Change "thickest part" to "widest part" in all of the lines below and write them out again, leaving every other word as it is.
--- START SUPPLIED RECORDS ---
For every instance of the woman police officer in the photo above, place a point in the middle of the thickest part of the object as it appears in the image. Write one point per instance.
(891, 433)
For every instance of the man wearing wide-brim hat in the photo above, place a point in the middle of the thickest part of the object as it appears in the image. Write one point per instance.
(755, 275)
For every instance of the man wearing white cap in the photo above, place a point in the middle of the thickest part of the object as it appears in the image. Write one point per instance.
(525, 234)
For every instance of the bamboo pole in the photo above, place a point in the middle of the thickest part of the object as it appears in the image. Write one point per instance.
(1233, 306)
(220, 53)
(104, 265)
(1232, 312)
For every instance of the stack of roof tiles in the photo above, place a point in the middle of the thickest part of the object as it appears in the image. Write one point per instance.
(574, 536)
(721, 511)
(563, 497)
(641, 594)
--- END SUPPLIED RECORDS ---
▶ **RESPONSE**:
For every instance of the woman police officer in the photo above, place a point in the middle of the widest part of the object as it appears in the image. Write one point per instance.
(891, 433)
For every instance of the man wearing wide-brim hat in the photo above, place a point in the middle of the widest part of the object as it appears in the image. Write one point per instance.
(755, 275)
For every instance of the man wearing white cap in the photo above, place a point in the middle of the widest part of the object as it appears in the image. Write one point per instance.
(525, 234)
For every instance of the bamboo pole in the photo above, place a point in the middle of the widest part of the object as it appears in the image. Write one point per instance.
(1233, 306)
(220, 53)
(104, 265)
(1232, 312)
For every instance of the stack of roof tiles in the photo above, place a point in the middle of the widest part of the object as it appears in the image. Write one point per instance.
(574, 536)
(721, 511)
(563, 497)
(641, 594)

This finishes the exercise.